Convert the lines below into a Markdown table with the columns "No." and "Text", numbering each row and skipping any blank lines. Leave the pictures out of the table.

Region labeling records:
##############################

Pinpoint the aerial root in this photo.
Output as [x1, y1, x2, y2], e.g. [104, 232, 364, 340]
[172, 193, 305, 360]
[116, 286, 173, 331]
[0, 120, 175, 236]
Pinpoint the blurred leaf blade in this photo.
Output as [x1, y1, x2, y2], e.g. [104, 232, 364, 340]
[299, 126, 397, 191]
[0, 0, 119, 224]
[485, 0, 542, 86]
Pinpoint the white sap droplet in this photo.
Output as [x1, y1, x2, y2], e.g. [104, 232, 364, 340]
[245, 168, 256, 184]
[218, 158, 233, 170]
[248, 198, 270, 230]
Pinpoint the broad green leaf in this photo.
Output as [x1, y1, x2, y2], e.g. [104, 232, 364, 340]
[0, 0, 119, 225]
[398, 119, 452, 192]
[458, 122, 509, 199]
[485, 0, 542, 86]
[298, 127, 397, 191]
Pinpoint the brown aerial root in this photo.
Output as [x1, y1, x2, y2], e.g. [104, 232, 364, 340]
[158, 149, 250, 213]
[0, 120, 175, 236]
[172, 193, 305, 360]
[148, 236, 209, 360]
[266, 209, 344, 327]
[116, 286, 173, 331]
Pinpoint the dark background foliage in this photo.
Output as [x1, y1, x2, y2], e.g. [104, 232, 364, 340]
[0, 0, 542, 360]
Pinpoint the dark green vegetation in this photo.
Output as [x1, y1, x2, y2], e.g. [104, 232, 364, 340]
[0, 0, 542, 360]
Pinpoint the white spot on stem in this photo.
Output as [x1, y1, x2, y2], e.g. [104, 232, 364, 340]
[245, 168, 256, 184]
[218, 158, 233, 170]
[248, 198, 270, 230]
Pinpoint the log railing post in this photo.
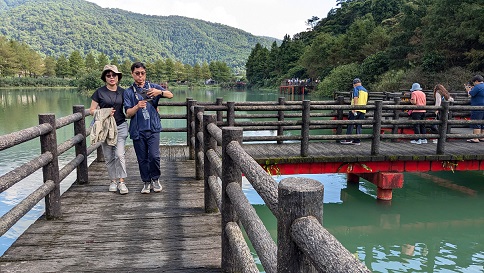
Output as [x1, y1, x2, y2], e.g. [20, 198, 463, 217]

##############################

RESULT OF THIS EXERCISE:
| No. | Text |
|---|---|
| 1 | Pinpoint the aerial root in this photo. |
| 2 | Output as [x1, y1, x2, y2], e.g. [104, 232, 364, 340] |
| 3 | [172, 193, 305, 360] |
| 4 | [116, 286, 173, 331] |
| 5 | [0, 120, 175, 236] |
| 6 | Pinpoint the blurred leaf blade in this photo. |
| 7 | Output as [x1, y1, x2, y2], e.g. [104, 232, 364, 340] |
| 8 | [299, 126, 397, 191] |
| 9 | [0, 0, 119, 224] |
| 10 | [485, 0, 542, 86] |
| 11 | Pinpoint the white sap droplet in this photo. |
| 12 | Output as [x1, y1, x2, y2], e.g. [104, 232, 364, 340] |
| 13 | [245, 168, 256, 184] |
| 14 | [218, 158, 233, 170] |
| 15 | [248, 198, 270, 230] |
| 16 | Pinpoint the broad green leaf in this photo. |
| 17 | Output as [x1, y1, x2, y2], e.g. [104, 232, 364, 340] |
| 18 | [0, 0, 119, 225] |
| 19 | [398, 119, 452, 192] |
| 20 | [458, 122, 509, 199] |
| 21 | [485, 0, 542, 86] |
| 22 | [298, 127, 397, 191] |
| 23 | Pinpoint the brown aerial root in this photo. |
| 24 | Output as [x1, y1, x2, y2], e.g. [104, 232, 364, 340] |
| 25 | [158, 149, 250, 213] |
| 26 | [0, 120, 175, 236] |
| 27 | [172, 193, 305, 360] |
| 28 | [148, 236, 209, 360] |
| 29 | [266, 209, 344, 327] |
| 30 | [116, 286, 173, 331] |
| 31 | Pinpoint the dark background foliage in this photo. |
| 32 | Output as [x1, y1, x2, y2], e.g. [104, 232, 364, 340] |
| 33 | [0, 0, 542, 360] |
| 34 | Pinpoint the dark green vegetation in this photo. |
| 35 | Output as [x1, y1, x2, y2], e.g. [104, 232, 364, 340] |
| 36 | [0, 0, 542, 360] |
| 37 | Pinpoint the white spot on stem in this photo. |
| 38 | Output as [x1, y1, x2, y2], e.g. [104, 232, 364, 340] |
| 39 | [245, 168, 256, 184] |
| 40 | [218, 158, 233, 170] |
| 41 | [248, 198, 270, 230] |
| 42 | Pinpoint the log railing post in this photo. |
| 43 | Output as [x1, y1, x2, y2], e.g. [20, 198, 463, 217] |